Instructions for the task. Could you output each line of the data that follows exactly?

Provided data.
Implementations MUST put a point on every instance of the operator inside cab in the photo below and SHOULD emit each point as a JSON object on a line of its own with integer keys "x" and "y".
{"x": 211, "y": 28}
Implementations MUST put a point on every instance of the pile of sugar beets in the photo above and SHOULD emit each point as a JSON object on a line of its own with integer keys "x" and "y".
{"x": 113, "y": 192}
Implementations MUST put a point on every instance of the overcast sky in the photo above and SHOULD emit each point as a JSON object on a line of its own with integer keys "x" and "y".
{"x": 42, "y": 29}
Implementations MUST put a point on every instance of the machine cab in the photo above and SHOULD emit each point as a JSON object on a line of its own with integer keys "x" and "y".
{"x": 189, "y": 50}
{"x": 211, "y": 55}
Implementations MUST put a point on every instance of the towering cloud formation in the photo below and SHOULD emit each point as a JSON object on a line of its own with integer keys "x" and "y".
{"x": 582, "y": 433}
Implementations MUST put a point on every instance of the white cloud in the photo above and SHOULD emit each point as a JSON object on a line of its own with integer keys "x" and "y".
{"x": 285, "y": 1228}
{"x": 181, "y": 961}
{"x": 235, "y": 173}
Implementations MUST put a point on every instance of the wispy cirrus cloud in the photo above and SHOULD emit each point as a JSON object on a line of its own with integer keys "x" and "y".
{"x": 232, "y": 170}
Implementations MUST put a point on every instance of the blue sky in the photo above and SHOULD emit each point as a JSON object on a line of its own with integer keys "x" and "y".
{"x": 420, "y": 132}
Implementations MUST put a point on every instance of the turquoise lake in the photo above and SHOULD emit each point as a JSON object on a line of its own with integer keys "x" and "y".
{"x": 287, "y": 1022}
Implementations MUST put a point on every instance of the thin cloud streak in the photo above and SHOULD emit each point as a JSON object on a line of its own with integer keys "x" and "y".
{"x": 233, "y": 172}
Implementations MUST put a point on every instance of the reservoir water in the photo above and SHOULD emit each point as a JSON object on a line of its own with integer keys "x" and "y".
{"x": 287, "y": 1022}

Output for this exercise.
Implementations MUST put a point on every instance of the operator inside cab in the photo below and SHOULD emit each point as a JSON object on a line of its own with integer keys "x" and "y".
{"x": 211, "y": 28}
Implementations MUST put a point on every instance of the pile of sugar beets in the photo above and SHOULD emit each point as a JSON object on a line of its own with integer keys "x" and "y".
{"x": 113, "y": 192}
Implementations MUST put a point on every instance of the overcast sky in the photo above and SHOULD emit each point as a JSON object on a line of its own with integer keys "x" and "y".
{"x": 42, "y": 29}
Implementations MUST put a point on every instance of the machine cab in the photo above and SHOULD emit each point as a JSON object on a line of its own with integer keys "x" and "y".
{"x": 189, "y": 50}
{"x": 211, "y": 55}
Implementations MUST put a point on every instance of the towering cloud formation in the photo below and SHOULD emit each point as a JSON object on a line of its own with integer keys "x" and "y".
{"x": 582, "y": 433}
Implementations MUST put a point on every instance of the white cloud in the photo above and SHOULD emit each point as a JSON object on a line of its own with integer keys "x" and "y".
{"x": 285, "y": 1228}
{"x": 181, "y": 961}
{"x": 235, "y": 173}
Implementations MUST put a point on every instance of the wispy cirrus cloud in the photo above and SHOULD emit each point as a JSON object on a line of its own with integer keys "x" and "y".
{"x": 232, "y": 170}
Implementations MUST put a point on every instance of the blue sky in the photo above and SHOULD emit each point as a JSON object on a line of its own with integer keys "x" and "y".
{"x": 420, "y": 132}
Implementations MUST put a point on every instance of the turquoise lake in the photo above and SHOULD emit each point as a JSON object on a line of its own with integer keys "x" and "y".
{"x": 287, "y": 1022}
Implementations MUST put a point on every instance of the thin cloud streak in the photo above and SHOULD emit each point as a JSON object on a line of its own with integer keys "x" and "y".
{"x": 233, "y": 172}
Implementations MUST put a point on every instance of the reservoir water in the photo above and SHOULD emit each point as a JSON object on a line of its own with integer keys "x" and "y".
{"x": 287, "y": 1022}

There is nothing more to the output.